Problem to work on
Reproduce the following lines word for word, leaving out the pictures.

Source material
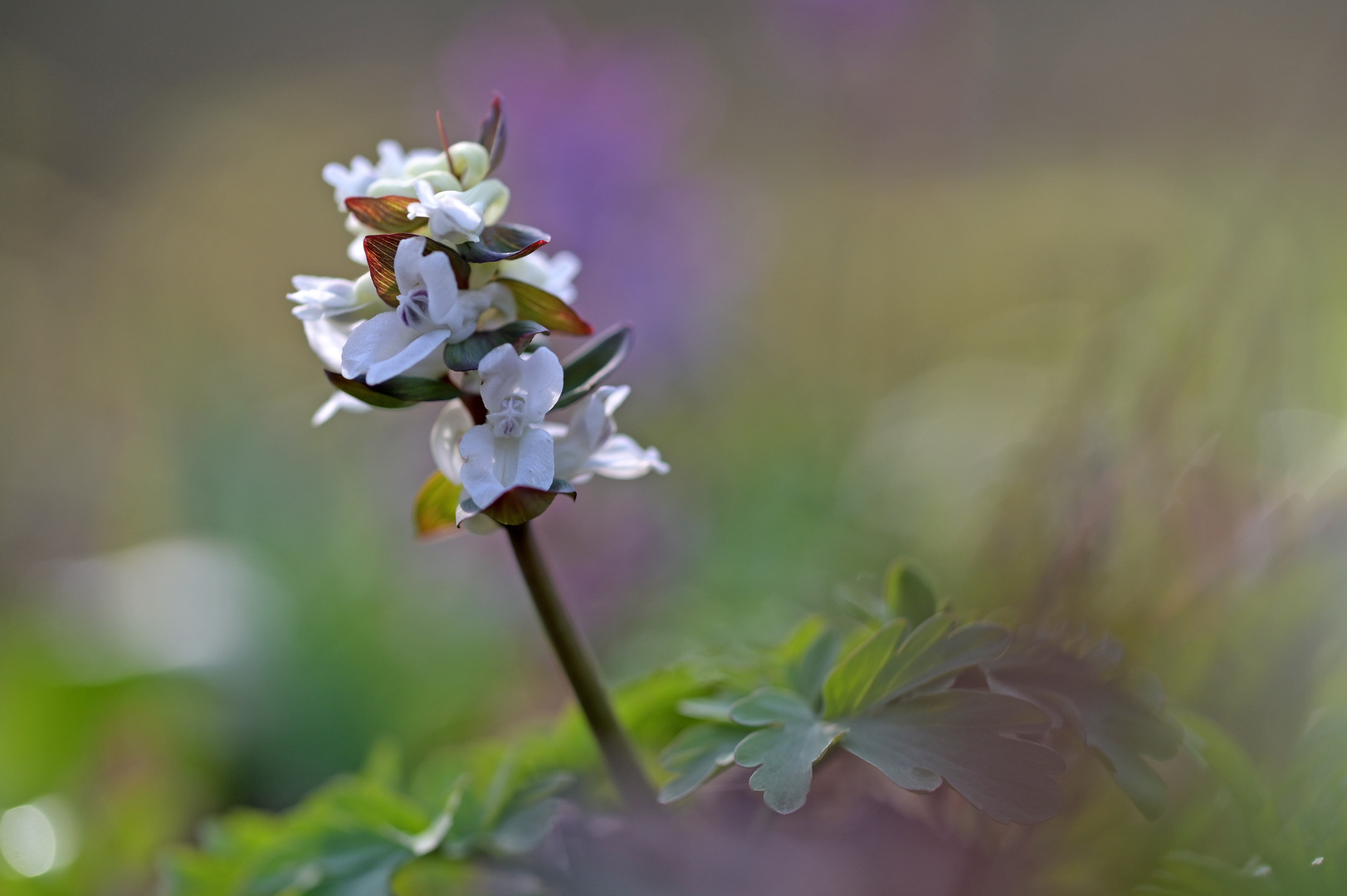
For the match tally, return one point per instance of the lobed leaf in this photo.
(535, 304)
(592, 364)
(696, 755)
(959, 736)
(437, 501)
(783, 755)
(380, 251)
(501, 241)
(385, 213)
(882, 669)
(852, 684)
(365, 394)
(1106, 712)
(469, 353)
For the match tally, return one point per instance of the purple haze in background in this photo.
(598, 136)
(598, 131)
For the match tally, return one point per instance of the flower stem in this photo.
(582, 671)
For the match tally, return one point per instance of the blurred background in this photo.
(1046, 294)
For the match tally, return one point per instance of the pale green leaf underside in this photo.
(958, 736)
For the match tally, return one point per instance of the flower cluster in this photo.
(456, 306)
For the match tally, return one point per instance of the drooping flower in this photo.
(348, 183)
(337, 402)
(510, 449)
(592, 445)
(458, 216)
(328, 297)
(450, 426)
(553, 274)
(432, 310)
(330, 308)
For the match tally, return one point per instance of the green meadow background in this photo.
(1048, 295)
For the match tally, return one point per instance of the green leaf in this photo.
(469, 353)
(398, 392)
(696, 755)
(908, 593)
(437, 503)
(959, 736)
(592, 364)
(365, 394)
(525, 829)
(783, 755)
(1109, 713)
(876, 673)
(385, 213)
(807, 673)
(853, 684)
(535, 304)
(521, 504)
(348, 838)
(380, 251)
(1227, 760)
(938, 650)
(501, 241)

Answer to this problem
For the match tally, return one point per instance of the lobed leaf in this photo.
(535, 304)
(592, 364)
(696, 755)
(959, 736)
(437, 501)
(783, 755)
(380, 251)
(501, 241)
(385, 213)
(882, 669)
(852, 684)
(365, 394)
(1106, 712)
(469, 353)
For the match tally, return one point per instance of the purple haze in background in this photo.
(598, 136)
(598, 131)
For the match tally, return one point per instance of the flower stem in this photo.
(582, 671)
For the match tally, return one point per instance of the blurred background in this photo.
(1046, 294)
For the match tally, return one point per instance of the pale green leaf underside in this photo.
(958, 736)
For the match tally, return one point per instance of the flower cluster in this photo.
(456, 306)
For the match tally, return one point per instance of the drooping flower in this photo.
(348, 183)
(337, 402)
(510, 449)
(592, 445)
(458, 216)
(328, 297)
(450, 426)
(553, 274)
(432, 310)
(330, 308)
For the match tally, return one point per instance of the green meadow background in this photo.
(1048, 295)
For the match tally, return one point per instance of the green leaf in this photo.
(469, 353)
(398, 392)
(696, 755)
(908, 593)
(437, 503)
(959, 736)
(592, 364)
(365, 394)
(525, 829)
(783, 755)
(1109, 713)
(876, 673)
(385, 213)
(807, 673)
(853, 684)
(535, 304)
(521, 504)
(348, 838)
(380, 251)
(1227, 760)
(938, 650)
(501, 241)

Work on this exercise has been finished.